— EXERCISE —
Please set down every entry again exactly as it stands, without the pictures.

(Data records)
[Start of Attachment]
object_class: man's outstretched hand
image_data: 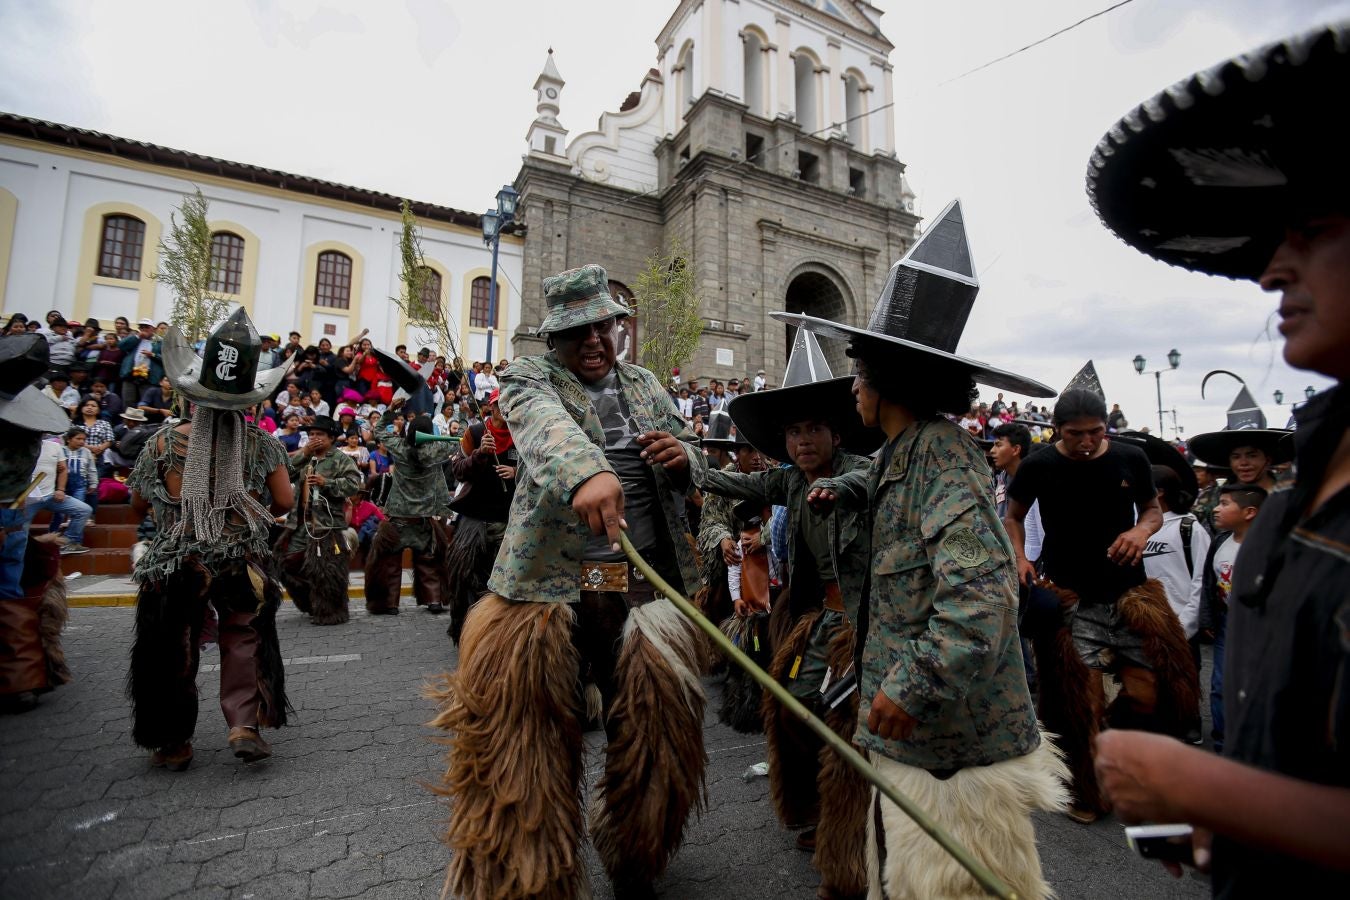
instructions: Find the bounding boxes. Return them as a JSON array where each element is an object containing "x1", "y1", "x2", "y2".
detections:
[{"x1": 573, "y1": 472, "x2": 626, "y2": 552}]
[End of Attachment]
— TASK OUTPUT —
object_class: man's outstretched hand
image_data: 
instructions: Find the bounding boxes. Return them as a JSON array where each element is an object containing "x1", "y1", "x2", "y2".
detections:
[{"x1": 573, "y1": 472, "x2": 626, "y2": 552}]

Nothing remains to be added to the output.